(Stored data entries)

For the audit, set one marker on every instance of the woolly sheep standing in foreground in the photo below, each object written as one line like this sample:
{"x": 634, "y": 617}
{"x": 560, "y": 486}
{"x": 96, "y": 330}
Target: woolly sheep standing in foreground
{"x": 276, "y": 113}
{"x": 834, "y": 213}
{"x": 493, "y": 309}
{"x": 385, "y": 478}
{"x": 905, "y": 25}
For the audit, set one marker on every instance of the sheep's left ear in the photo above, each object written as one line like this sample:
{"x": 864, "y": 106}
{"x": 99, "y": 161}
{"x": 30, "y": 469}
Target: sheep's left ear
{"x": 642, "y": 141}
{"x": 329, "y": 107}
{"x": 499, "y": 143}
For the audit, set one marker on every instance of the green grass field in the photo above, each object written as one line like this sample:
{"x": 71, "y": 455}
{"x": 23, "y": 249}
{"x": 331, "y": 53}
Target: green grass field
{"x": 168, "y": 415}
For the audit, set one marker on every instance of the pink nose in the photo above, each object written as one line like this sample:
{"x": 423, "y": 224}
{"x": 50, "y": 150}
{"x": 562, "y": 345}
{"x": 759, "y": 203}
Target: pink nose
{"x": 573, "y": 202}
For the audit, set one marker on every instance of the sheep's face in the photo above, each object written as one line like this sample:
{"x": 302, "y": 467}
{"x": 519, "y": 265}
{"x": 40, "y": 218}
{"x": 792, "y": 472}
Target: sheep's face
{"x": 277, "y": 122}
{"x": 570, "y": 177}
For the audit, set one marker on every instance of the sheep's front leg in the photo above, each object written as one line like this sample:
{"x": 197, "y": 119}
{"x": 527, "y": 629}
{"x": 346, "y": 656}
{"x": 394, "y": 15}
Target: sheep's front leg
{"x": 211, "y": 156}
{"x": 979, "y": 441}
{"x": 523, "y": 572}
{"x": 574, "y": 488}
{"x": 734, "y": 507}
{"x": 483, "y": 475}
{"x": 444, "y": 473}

YOUR INSTRUCTIONS
The entries shown above should be copied out word for word.

EXERCISE OUTPUT
For the audit, set one marker on every instance of the woolly sheep standing in foreground in the photo below, each object written as one line like this sample:
{"x": 634, "y": 617}
{"x": 560, "y": 486}
{"x": 96, "y": 330}
Target: woolly sheep standing in foreground
{"x": 276, "y": 113}
{"x": 834, "y": 213}
{"x": 493, "y": 309}
{"x": 385, "y": 478}
{"x": 905, "y": 25}
For the audit, set one marker on every instance of the sheep's left ear in the photo above, each object written as one line like this sample:
{"x": 864, "y": 106}
{"x": 99, "y": 161}
{"x": 30, "y": 469}
Target: sheep's left ear
{"x": 642, "y": 141}
{"x": 329, "y": 107}
{"x": 499, "y": 143}
For the audit, set one marker on every instance of the green grass field in the photo above, each object written as one line like this sample:
{"x": 71, "y": 455}
{"x": 23, "y": 249}
{"x": 331, "y": 53}
Target: green grass field
{"x": 168, "y": 415}
For the audit, set one marker on every instance of the pink nose in the photo above, each object written as one line like this sample:
{"x": 423, "y": 224}
{"x": 50, "y": 150}
{"x": 562, "y": 345}
{"x": 759, "y": 203}
Target: pink nose
{"x": 573, "y": 202}
For the audit, set one marker on every instance of the sheep's face in the photo above, each object written as one line like this sample:
{"x": 302, "y": 467}
{"x": 519, "y": 265}
{"x": 40, "y": 218}
{"x": 792, "y": 472}
Target: sheep's face
{"x": 277, "y": 122}
{"x": 570, "y": 177}
For the audit, set one marker on every instance of the sheep's front leg in the photo above, each object written as one line like this sample:
{"x": 197, "y": 119}
{"x": 527, "y": 629}
{"x": 346, "y": 656}
{"x": 394, "y": 15}
Target: sheep's front leg
{"x": 211, "y": 156}
{"x": 979, "y": 441}
{"x": 523, "y": 572}
{"x": 574, "y": 488}
{"x": 734, "y": 507}
{"x": 483, "y": 475}
{"x": 444, "y": 473}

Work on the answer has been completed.